(last edited on April 29, 2014 at 1:26 am)
A few months ago Sean Johnson contacted me for permission to create an online version of the Emergent Task Timer (ETT), a form I had designed a few years ago to maintain focus in the face of unscheduled task chaos. Anecdotally I’ve heard that it’s popular with graduate students and people who get pulled into a lot of meetings; a filled-out ETT provides documented proof that there’s just too much crap getting in the way of getting real work done, in a compelling visual manner. While I had created a prototype of an online version of the ETT, I didn’t have the back-end database expertise to create a full-featured web application. Others have asked for permission in the past, and I’ve generally granted it (ideas are free, after all), though few have actually followed through. Geoffrey Grosenbach was the first out of the gate a few years ago with his Online CEO, an implementation of my Concrete Goals Tracker, and now Sean Johnson presents his BubbleTimer application to fill another gap.

• **RECORD SET**:
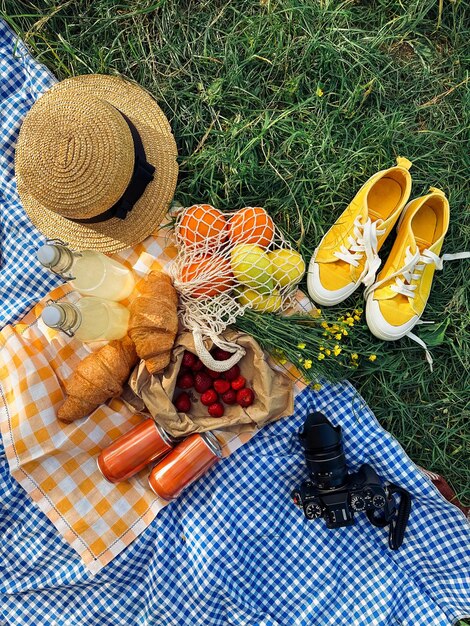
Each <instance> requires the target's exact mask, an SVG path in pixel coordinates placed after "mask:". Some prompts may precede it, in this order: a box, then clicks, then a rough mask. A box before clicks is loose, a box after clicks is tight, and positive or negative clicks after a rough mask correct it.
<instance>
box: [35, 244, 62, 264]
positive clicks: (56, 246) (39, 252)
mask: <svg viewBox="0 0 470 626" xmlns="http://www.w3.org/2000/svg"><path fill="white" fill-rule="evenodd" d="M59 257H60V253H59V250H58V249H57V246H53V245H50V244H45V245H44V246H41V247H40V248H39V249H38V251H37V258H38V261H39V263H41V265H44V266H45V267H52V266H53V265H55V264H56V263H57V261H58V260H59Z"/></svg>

• **LIST OF TASKS**:
a) In the post about the online version of the Emergent Task Timer, list every form, tool, or application that is named.
b) Pick up the post about the online version of the Emergent Task Timer after its last sentence and continue it.

• **ANSWER LIST**:
a) Emergent Task Timer (ETT), Online CEO, Concrete Goals Tracker, BubbleTimer

b)
About Sean’s BubbleTimer
I checked out the BubbleTimer for a few minutes today, and am generally impressed. Initially I wasn’t sure I’d use something like this myself, suffering a bit from envy at someone actually having made a working version of my own tool, but as I clicked through it I again became excited by the possibilities, particularly with the task sharing feature. And it’s nice to know that the data is saved and backed up on a server somewhere. Pretty cool! And unlike my prototype, Sean’s version has the long-requested task reordering feature. Sweet! What’s missing are some of the future planning features so you can block out how you THINK you’ll use your time (something that didn’t work well on paper, and was not implemented in my prototype). The basic idea is to mark future time as slightly-highlighted ovals, which are malleable right up to the time when the time-counter “fixes” them forever. This allows you to establish the intention to do something at a certain time, mark off meeting times and errands, and so forth, without being committed to them. Consider this a feature request :-)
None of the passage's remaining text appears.